## Dataset rows
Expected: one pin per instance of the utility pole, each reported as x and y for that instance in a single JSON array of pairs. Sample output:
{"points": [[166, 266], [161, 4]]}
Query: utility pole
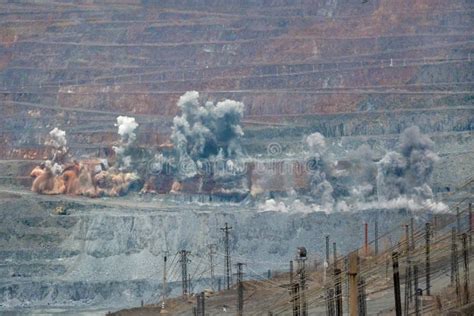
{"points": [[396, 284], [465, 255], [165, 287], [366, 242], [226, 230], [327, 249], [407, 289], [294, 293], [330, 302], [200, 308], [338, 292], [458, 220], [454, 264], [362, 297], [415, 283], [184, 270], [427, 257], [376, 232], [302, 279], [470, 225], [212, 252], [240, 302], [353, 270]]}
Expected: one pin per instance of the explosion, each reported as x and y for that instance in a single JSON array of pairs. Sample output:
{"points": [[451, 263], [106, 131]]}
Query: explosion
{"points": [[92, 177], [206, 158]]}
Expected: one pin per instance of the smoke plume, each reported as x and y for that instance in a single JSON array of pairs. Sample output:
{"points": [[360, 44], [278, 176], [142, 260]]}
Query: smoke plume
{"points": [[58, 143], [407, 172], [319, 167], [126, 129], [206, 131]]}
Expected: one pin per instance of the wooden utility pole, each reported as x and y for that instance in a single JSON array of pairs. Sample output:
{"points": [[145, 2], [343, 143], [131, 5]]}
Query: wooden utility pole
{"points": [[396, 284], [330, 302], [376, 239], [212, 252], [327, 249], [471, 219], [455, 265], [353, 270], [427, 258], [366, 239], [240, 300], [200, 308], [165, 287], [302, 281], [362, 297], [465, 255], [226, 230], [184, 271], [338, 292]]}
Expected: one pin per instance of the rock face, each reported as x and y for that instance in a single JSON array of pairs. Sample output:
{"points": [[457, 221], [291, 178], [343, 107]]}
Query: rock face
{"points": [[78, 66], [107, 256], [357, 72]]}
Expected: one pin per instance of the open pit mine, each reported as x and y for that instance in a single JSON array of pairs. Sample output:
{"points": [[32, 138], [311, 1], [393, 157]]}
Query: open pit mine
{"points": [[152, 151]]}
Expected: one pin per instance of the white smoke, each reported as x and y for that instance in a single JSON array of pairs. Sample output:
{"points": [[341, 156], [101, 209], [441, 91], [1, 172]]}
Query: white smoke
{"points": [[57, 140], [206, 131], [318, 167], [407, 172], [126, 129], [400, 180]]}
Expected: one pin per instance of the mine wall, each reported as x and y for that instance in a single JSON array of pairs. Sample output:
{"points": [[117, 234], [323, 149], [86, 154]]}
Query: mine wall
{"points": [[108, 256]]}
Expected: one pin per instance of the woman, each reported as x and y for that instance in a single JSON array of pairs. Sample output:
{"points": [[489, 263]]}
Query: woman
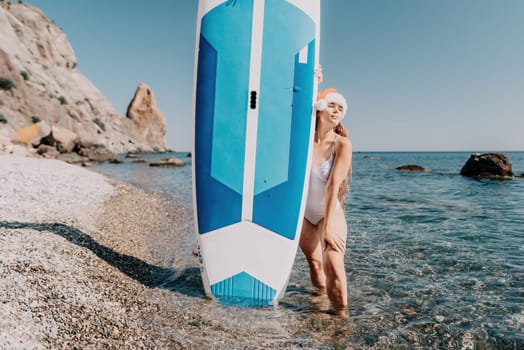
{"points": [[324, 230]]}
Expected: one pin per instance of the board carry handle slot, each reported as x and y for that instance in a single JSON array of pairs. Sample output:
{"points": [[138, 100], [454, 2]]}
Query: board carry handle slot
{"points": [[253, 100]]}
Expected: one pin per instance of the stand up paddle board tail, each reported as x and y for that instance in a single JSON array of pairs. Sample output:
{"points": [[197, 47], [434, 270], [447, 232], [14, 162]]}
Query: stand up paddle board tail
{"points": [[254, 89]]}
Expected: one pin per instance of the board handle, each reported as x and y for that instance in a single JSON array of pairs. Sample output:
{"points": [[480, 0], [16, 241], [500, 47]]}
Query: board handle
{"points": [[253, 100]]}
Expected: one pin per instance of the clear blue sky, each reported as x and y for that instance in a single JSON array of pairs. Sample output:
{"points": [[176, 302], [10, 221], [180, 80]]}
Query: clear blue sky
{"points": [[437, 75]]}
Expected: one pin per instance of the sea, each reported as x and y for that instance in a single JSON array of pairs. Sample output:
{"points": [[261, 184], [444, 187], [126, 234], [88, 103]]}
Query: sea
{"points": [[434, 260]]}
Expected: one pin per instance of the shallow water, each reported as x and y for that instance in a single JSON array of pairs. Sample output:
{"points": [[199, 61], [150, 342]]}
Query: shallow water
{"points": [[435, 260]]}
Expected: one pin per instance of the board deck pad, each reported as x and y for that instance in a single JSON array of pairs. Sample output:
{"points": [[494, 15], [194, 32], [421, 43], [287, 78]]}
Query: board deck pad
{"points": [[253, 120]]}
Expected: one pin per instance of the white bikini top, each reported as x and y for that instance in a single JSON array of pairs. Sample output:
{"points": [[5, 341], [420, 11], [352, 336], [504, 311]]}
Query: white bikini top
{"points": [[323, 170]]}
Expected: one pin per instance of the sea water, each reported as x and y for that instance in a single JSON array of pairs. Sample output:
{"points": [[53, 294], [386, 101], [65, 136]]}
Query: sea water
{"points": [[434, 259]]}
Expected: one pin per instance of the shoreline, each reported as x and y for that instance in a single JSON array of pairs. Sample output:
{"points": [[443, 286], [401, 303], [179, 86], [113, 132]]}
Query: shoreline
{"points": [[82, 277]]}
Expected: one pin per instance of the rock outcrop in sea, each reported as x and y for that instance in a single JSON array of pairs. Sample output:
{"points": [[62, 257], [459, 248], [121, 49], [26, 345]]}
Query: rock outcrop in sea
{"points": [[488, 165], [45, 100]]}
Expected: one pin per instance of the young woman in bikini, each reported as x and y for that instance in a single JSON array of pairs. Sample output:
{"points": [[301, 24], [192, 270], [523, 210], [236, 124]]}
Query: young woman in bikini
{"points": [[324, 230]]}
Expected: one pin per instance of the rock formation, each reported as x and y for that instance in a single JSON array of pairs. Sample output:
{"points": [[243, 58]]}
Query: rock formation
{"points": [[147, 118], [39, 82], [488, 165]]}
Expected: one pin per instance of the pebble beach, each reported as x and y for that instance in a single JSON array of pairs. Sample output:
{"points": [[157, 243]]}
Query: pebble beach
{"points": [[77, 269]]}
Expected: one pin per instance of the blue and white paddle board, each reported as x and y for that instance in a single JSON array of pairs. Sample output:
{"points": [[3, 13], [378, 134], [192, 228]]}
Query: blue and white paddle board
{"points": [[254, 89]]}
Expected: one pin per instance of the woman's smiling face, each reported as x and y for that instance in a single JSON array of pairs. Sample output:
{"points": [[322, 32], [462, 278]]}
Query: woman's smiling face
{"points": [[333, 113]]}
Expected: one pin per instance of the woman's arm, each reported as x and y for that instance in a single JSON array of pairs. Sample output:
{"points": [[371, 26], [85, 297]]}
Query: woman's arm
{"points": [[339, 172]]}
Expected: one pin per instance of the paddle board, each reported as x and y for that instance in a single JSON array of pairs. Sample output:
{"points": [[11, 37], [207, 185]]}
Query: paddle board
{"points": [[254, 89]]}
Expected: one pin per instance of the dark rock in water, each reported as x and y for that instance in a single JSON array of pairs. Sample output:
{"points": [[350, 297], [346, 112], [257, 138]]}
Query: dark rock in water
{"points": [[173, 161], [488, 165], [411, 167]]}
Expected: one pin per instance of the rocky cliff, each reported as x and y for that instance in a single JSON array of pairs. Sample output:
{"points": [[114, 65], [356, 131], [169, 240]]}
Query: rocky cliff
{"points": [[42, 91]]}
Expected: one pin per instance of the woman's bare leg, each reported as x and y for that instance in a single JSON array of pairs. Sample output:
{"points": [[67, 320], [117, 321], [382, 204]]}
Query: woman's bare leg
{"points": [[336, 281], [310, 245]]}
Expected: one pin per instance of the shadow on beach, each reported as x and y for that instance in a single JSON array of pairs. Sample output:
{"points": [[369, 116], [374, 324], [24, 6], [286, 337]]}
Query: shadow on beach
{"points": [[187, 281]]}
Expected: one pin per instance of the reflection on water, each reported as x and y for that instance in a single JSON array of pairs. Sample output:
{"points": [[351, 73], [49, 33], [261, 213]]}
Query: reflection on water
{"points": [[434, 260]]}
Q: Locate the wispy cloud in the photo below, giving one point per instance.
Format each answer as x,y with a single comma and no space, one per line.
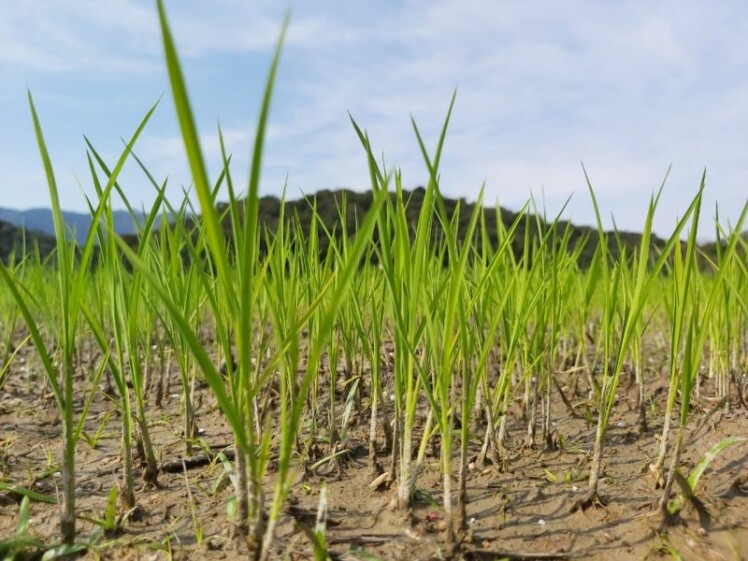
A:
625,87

## Your goal
Give the part of the listing that opens with the line containing "Expected: one pin per instance of the shadow" and runs through the end of the listing as a Markdown table with the columns Row and Line, one numbered row per line, with blank lines and pictures left out.

## Complete output
| Row | Line |
|---|---|
| 1 | Expected: one pin per instance of the shadow on beach, each reported as x and y for that instance in a single JSON array of pairs. Sample output: |
| 2 | {"points": [[369, 116], [374, 324], [24, 6], [286, 337]]} |
| 3 | Query: shadow on beach |
| 4 | {"points": [[187, 281]]} |
| 5 | Expected: one pin per instance of the reflection on water, each reported as x and y for that instance in a single JSON array of pairs. Sample output: |
| 6 | {"points": [[351, 73], [49, 33], [261, 213]]} |
| 7 | Query: reflection on water |
| 8 | {"points": [[434, 260]]} |
| 9 | Q: Locate the wispy cloud in the photo below, giving one point per instance. |
| 10 | Format each answer as x,y with a single comma and no space, one per line. |
| 11 | A: |
| 12 | 625,87 |